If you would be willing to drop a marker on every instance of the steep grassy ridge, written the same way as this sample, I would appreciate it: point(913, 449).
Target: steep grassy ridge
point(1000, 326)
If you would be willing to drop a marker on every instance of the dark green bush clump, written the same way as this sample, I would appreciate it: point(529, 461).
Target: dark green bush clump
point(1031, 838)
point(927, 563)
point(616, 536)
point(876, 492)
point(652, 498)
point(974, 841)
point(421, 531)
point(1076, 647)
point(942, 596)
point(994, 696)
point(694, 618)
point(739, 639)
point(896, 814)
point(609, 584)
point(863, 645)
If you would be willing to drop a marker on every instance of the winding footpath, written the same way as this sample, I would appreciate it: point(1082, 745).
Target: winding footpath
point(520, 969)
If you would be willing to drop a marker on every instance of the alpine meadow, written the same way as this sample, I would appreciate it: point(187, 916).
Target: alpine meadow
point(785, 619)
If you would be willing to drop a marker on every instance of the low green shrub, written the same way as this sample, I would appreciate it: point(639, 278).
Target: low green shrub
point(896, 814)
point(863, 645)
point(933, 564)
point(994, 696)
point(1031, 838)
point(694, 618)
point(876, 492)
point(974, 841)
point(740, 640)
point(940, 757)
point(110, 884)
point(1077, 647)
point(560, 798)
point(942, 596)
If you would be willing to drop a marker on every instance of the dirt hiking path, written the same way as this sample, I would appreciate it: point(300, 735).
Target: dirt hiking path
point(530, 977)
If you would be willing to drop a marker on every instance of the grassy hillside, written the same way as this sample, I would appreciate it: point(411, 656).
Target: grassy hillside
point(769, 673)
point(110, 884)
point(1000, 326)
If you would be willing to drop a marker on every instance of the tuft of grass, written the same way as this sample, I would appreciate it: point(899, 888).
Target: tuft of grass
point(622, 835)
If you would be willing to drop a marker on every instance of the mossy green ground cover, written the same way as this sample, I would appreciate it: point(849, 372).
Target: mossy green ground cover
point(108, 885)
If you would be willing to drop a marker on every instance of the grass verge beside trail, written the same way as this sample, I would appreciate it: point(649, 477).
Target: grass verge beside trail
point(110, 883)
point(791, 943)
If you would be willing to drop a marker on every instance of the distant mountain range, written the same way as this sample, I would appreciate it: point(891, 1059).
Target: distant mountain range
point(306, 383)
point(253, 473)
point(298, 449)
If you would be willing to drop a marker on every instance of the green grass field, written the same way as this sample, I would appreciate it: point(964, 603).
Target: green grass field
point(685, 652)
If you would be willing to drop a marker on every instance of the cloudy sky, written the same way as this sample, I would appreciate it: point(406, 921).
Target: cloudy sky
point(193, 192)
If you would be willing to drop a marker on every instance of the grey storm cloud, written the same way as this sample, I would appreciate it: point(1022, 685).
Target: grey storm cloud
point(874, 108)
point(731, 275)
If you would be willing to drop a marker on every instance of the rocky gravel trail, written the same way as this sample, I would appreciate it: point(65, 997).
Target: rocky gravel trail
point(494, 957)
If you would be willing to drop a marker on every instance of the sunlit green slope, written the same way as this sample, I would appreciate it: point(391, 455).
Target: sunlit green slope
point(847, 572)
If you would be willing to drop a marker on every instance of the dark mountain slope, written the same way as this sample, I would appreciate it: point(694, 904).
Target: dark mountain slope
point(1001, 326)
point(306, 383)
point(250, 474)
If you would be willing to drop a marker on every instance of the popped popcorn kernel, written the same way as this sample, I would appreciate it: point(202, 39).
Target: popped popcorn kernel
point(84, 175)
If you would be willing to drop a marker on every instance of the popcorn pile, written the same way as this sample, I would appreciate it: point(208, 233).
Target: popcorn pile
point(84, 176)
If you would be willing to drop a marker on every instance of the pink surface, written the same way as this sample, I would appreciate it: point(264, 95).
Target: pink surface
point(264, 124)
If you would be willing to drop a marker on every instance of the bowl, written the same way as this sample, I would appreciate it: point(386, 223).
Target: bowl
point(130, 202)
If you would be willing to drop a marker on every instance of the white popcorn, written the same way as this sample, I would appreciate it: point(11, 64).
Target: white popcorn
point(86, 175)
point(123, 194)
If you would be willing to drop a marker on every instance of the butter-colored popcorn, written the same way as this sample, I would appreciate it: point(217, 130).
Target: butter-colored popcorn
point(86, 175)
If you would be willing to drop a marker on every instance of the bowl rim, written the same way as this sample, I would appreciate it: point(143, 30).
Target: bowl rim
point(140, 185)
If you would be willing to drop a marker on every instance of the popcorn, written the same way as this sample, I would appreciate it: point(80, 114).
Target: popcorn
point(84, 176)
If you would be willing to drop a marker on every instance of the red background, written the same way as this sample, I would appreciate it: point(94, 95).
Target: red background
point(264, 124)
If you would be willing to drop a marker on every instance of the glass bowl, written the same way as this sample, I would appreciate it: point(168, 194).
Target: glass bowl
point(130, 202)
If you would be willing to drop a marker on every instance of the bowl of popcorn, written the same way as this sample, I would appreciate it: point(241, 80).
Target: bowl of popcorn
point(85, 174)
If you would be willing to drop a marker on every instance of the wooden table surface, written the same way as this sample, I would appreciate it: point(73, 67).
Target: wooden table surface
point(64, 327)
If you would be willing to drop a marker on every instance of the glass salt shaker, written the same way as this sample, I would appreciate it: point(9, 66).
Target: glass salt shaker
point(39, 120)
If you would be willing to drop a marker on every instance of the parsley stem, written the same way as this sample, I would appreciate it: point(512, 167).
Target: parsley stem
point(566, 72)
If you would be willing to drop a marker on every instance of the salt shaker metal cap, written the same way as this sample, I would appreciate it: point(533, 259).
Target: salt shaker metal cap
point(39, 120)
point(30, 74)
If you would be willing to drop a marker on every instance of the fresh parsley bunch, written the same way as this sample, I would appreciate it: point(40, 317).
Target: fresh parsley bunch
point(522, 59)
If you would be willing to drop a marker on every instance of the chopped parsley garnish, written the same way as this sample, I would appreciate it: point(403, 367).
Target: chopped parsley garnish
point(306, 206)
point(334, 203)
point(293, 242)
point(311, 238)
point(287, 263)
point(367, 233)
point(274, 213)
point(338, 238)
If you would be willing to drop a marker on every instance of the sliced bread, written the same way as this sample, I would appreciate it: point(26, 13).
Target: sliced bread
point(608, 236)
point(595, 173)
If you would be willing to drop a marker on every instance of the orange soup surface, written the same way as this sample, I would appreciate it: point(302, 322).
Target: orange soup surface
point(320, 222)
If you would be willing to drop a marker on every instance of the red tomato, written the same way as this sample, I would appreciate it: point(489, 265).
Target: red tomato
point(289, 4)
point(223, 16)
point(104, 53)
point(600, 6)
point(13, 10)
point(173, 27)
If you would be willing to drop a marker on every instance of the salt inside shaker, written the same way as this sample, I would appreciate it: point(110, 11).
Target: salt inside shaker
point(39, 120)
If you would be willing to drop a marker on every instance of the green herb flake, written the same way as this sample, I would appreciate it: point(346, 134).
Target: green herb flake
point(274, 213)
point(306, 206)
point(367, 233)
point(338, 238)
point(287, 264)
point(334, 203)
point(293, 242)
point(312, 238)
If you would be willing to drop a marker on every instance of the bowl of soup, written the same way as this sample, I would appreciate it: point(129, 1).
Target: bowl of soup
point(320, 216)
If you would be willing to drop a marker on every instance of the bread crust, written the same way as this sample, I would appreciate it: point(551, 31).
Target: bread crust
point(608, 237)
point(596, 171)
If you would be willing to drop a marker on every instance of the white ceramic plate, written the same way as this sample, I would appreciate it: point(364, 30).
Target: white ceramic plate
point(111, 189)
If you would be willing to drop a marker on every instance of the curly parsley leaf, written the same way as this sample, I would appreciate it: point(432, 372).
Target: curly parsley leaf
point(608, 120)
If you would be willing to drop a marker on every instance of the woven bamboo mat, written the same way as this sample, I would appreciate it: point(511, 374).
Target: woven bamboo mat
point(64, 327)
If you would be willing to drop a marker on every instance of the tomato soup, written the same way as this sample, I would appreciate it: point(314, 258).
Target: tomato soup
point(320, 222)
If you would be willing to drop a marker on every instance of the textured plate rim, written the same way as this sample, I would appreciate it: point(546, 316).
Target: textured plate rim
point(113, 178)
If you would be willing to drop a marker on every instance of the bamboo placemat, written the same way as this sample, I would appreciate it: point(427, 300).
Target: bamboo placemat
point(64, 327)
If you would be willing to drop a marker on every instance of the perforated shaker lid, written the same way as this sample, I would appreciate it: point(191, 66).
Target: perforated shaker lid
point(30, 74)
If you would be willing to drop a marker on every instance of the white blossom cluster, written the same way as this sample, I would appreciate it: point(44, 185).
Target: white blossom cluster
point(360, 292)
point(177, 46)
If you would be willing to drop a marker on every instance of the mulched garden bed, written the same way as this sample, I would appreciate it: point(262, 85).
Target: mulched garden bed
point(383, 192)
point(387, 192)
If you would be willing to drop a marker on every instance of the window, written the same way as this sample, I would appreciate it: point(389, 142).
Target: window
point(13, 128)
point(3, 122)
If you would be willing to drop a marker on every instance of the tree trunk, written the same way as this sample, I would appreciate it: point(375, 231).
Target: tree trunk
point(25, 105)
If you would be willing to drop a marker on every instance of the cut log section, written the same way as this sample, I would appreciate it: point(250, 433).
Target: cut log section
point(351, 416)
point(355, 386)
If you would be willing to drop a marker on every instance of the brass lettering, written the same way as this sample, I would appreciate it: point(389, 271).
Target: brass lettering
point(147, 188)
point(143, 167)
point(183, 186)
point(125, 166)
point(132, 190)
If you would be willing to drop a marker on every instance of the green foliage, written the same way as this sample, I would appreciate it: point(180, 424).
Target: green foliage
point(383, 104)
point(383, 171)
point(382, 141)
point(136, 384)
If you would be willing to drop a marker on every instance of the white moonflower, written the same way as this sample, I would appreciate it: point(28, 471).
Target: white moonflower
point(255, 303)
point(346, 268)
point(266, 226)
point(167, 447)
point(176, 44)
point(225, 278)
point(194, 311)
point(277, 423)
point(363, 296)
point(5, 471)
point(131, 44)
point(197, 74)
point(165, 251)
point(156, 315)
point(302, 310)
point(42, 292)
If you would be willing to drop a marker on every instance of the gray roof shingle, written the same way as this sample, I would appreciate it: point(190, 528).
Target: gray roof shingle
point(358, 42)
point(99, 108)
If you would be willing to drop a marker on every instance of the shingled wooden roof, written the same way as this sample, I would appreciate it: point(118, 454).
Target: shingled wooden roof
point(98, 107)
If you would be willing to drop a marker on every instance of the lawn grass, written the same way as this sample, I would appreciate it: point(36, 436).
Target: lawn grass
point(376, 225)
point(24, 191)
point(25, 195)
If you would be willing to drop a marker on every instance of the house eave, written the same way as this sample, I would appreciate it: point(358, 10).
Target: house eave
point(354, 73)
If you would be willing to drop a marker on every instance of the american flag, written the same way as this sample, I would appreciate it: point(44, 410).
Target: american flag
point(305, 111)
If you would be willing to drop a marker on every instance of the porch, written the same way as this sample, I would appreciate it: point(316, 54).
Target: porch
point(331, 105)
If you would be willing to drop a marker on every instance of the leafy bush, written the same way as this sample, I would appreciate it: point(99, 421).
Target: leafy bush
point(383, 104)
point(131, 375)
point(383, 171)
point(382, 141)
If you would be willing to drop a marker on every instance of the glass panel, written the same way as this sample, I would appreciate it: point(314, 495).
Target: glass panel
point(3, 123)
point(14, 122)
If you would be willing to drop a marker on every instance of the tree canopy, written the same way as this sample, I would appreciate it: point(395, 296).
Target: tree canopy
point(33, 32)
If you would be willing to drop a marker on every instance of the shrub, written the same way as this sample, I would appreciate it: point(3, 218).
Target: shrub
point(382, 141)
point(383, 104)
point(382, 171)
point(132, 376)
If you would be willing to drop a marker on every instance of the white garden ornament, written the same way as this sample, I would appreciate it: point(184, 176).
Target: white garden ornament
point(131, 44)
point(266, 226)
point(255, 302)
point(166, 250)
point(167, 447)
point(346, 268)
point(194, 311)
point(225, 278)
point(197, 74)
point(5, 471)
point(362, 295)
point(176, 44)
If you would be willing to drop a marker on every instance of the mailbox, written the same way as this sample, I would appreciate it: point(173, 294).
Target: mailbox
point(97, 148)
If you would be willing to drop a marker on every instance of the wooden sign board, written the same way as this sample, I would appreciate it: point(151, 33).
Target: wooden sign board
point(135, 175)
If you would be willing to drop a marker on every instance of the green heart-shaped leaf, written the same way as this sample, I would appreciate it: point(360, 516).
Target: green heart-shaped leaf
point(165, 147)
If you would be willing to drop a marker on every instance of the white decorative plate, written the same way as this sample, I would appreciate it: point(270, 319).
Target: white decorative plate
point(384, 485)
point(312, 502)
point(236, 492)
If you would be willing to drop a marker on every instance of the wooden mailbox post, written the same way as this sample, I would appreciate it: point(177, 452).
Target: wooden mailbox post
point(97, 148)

==========

**WHAT TO DO**
Return, with no change at all, every line in the entries above from the line containing "it: point(395, 296)." through the line containing "it: point(177, 452).".

**TASK SOLUTION**
If you would be willing to drop a marker on every instance of the tree canopy, written the same way as this sample, I would appreciate it: point(395, 296).
Target: tree canopy
point(33, 32)
If you would be willing to drop a marker on every instance of the shrub, written the same way as this sample, I would appreciate it: point(3, 218).
Target: shrub
point(382, 141)
point(383, 104)
point(382, 171)
point(132, 376)
If you would be willing to drop a marker on every instance of the white garden ornament, written the same way as this sample, I would appreciate it: point(184, 176).
Target: white garden ornament
point(131, 44)
point(266, 226)
point(255, 302)
point(166, 250)
point(167, 447)
point(346, 268)
point(194, 311)
point(225, 278)
point(197, 74)
point(5, 471)
point(362, 295)
point(176, 44)
If you would be willing to drop a marker on every instance of the mailbox, written the same way as this sample, I would appreciate it: point(173, 294).
Target: mailbox
point(97, 148)
If you would be willing to drop a marker on every instance of the wooden sign board, written the same way as this sample, I would appreciate it: point(151, 33).
Target: wooden sign board
point(135, 175)
If you would be willing to drop a marker on every instance of the green heart-shaped leaf, written the same way as this sample, I would appreciate it: point(360, 516).
Target: green heart-shaped leaf
point(165, 147)
If you would be willing to drop a marker on every instance of the white decorative plate, written the same way as this sample, I would appreciate it: point(270, 319).
Target: white decorative plate
point(384, 485)
point(312, 502)
point(236, 492)
If you would be willing to drop a marker on every instance of the wooden mailbox post, written the same way as this sample, I would appreciate it: point(177, 452).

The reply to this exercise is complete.